■ **Do this**:
Reproduce every line of the listing below, character for character.
[Begin Extracted information]
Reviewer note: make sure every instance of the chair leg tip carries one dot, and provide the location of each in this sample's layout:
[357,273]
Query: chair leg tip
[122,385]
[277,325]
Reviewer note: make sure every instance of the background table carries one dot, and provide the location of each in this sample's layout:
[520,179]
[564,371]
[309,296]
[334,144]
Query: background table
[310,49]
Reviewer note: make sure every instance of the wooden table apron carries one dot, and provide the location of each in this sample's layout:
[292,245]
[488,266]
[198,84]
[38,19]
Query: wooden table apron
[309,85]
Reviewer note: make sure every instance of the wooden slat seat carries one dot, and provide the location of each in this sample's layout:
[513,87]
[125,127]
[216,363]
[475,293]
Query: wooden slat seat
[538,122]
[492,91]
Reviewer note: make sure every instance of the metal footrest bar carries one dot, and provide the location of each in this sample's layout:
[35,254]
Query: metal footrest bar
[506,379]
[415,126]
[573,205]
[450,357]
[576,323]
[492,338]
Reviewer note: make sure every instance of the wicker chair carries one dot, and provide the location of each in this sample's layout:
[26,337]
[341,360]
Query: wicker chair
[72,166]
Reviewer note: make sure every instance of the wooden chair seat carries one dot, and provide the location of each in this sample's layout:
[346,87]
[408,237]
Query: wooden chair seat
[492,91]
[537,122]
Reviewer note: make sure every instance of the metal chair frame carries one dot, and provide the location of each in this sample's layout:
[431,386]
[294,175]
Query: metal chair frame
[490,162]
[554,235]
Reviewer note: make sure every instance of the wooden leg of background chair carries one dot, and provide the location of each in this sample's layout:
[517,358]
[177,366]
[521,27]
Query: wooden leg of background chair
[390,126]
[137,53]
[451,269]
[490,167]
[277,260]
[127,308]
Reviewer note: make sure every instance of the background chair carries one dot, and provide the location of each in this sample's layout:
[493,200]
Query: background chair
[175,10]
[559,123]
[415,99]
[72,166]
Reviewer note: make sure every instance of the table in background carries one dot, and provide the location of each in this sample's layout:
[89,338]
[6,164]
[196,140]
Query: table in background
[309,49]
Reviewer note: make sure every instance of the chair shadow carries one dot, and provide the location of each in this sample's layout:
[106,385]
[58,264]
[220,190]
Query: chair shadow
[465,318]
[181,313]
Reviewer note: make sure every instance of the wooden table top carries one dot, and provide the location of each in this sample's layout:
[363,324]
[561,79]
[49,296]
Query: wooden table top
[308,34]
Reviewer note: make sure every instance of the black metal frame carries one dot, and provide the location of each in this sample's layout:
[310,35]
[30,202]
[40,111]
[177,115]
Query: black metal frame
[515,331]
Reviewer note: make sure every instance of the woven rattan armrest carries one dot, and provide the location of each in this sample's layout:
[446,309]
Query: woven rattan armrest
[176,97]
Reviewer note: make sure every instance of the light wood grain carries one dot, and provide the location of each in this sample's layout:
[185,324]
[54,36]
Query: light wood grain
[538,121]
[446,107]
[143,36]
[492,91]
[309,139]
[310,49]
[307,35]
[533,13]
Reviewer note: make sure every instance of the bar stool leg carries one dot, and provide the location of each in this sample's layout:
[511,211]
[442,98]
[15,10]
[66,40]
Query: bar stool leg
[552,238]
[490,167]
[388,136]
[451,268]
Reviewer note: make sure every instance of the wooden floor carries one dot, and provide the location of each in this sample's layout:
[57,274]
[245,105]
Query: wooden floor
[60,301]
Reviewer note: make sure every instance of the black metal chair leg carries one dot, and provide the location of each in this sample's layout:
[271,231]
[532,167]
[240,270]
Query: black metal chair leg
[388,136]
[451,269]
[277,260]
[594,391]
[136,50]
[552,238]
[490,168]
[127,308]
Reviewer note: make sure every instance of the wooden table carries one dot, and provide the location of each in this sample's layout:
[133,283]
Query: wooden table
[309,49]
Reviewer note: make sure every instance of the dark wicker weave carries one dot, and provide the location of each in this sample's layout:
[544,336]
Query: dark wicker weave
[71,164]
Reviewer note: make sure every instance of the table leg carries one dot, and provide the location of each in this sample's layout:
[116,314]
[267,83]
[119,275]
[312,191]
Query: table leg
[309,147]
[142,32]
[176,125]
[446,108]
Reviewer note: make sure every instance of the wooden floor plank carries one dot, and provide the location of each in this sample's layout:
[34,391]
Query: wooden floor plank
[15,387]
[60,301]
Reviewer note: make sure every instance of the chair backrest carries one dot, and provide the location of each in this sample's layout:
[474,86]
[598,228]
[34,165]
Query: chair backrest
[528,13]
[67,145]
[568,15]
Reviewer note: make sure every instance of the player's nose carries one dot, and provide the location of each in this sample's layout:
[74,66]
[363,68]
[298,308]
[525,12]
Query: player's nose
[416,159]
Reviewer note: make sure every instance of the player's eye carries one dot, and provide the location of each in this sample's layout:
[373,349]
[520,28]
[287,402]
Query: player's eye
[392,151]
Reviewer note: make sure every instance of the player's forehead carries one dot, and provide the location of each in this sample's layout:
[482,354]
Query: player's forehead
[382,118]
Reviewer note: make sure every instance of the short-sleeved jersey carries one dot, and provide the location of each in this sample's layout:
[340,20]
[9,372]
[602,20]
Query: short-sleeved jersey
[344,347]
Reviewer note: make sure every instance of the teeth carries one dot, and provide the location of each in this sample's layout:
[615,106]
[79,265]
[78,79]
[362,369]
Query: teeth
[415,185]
[End Extracted information]
■ **Finished answer**:
Reviewer note: make sure every instance of the chair leg tip carries one dot, and provide the location of each in this sample's layout:
[357,273]
Query: chair leg tip
[122,385]
[277,325]
Reviewer note: make sure every instance of the background table carries one dot, and provide the location of each in this sample's layout:
[520,179]
[564,371]
[309,296]
[334,144]
Query: background table
[310,49]
Reviewer note: make sure every instance of the wooden table apron carries one dot, and provide the location of each in this sample's layout:
[292,245]
[488,266]
[198,84]
[38,19]
Query: wooden table apron
[309,85]
Reviewer note: make sure every instance of the wooden slat seat carries one dot, and provide the location of each in this sample's layout:
[513,87]
[125,127]
[216,363]
[475,293]
Query: wooden slat seat
[538,122]
[492,91]
Reviewer note: make sure every instance of the metal footrest bar carries one dot, and provide the location of each in this sample's layout:
[35,254]
Query: metal footrest bar
[506,379]
[415,126]
[573,205]
[450,357]
[576,323]
[492,338]
Reviewer note: make sure every instance of the wicker chair carries one dot, and provide the location of each in this sample's layout:
[26,337]
[341,360]
Query: wicker chair
[72,166]
Reviewer note: make sure every instance of the wooden chair seat carries one dot, and provide the location of each in this sample's layout:
[346,87]
[408,237]
Query: wooden chair seat
[492,91]
[537,122]
Reviewer note: make sure every instance of the metal chair frame carries one dot, and provide the location of each in this sample's layout:
[431,386]
[294,175]
Query: metal chair frame
[490,162]
[554,235]
Reviewer note: make sure every instance of the wooden leg of background chair carries one dot, and provide the location of each in this sample's layout:
[517,358]
[177,366]
[521,27]
Query: wooden leg of background chair
[390,126]
[137,53]
[451,269]
[490,167]
[277,260]
[127,308]
Reviewer note: make sure every instance of the background chair carries one dot, and provide the location of each in this sample's layout:
[493,200]
Query: background chair
[175,10]
[559,123]
[415,99]
[72,166]
Reviewer note: make sure every instance of the table in background carries one dot, and provide the location of each in this sample's layout:
[89,338]
[6,164]
[196,140]
Query: table in background
[309,49]
Reviewer note: make sure every instance of the chair shadow carries one dot, and provide the location of each in this sample's layout:
[106,385]
[58,264]
[220,190]
Query: chair shadow
[465,318]
[181,313]
Reviewer note: make sure every instance of the wooden table top carries one dot, and provide the location of each in this sample's layout:
[363,324]
[561,79]
[49,296]
Query: wooden table top
[308,34]
Reviewer note: make sure every instance of the black metal frame carries one dot, and provide the location of each in this sample's layout:
[310,35]
[30,202]
[40,111]
[177,115]
Query: black metal frame
[515,331]
Reviewer note: make sure every instance of the woven rattan armrest carries one dot, and provide the location of each in this sample's layout:
[446,309]
Query: woven rattan armrest
[176,97]
Reviewer note: make sure every instance of the light wood grain carries one dot, and provide the location of each in this sample's layout:
[185,324]
[54,36]
Query: light wood grain
[538,121]
[446,107]
[143,36]
[492,91]
[309,139]
[310,49]
[307,35]
[533,13]
Reviewer note: make sure every instance of the bar stool leg carries one dot, and provide the location of each in this sample's layout:
[511,211]
[442,98]
[15,10]
[66,40]
Query: bar stool leg
[552,238]
[490,167]
[388,136]
[451,268]
Reviewer note: make sure every instance of the wooden floor carries one dot, and provide the location of each in this sample's layout:
[57,274]
[245,105]
Query: wooden floor
[60,301]
Reviewer note: make sure every instance of the black metal chair leg carries one dot, and provide the location of each in this sample's layout:
[271,231]
[532,167]
[240,270]
Query: black metal chair leg
[388,136]
[451,269]
[277,260]
[594,391]
[136,50]
[552,238]
[490,168]
[127,308]
Reviewer note: make sure every instance of the wooden table carries one dot, and provide the location of each in this sample's layout:
[133,283]
Query: wooden table
[309,49]
Reviewer note: make sure every instance of the dark wicker weave carries one dot, and provide the location of each in this sample's layout:
[544,336]
Query: dark wicker weave
[71,164]
Reviewer note: make sure every instance of the table leg carries one dot, and provide the location of each in this sample's layout:
[116,314]
[267,83]
[119,275]
[312,191]
Query: table leg
[309,147]
[142,32]
[176,125]
[446,108]
Reviewer note: make sure every instance of the wooden floor plank carries one dot, and provide the location of each in this sample's layout:
[34,391]
Query: wooden floor plank
[15,387]
[60,301]
Reviewer note: make sure every instance of the chair backrest carries one dot, and provide the location of each in this sample's layout:
[474,86]
[598,228]
[34,165]
Query: chair backrest
[528,13]
[67,145]
[568,15]
Reviewer note: make sure every instance of the player's nose carries one dot, and provide the location of each in this sample's layout:
[74,66]
[363,68]
[298,308]
[525,12]
Query: player's nose
[416,159]
Reviewer note: make sure every instance of the player's eye carries one dot, and provide the location of each in this sample's layout:
[373,349]
[520,28]
[287,402]
Query: player's eye
[392,151]
Reviewer note: make sure every instance of the player's forehead carries one dot, and provide the location of each in this sample's layout:
[482,354]
Query: player's forehead
[382,118]
Reviewer note: make sure every instance of the short-sleeved jersey carries one dot, and provide the location of each in this sample's layout:
[340,20]
[9,372]
[602,20]
Query: short-sleeved jersey
[344,347]
Reviewer note: make sure every instance of the teeth carries one dot, and provide the location of each in this sample's layout:
[615,106]
[79,265]
[78,79]
[362,369]
Query: teeth
[415,185]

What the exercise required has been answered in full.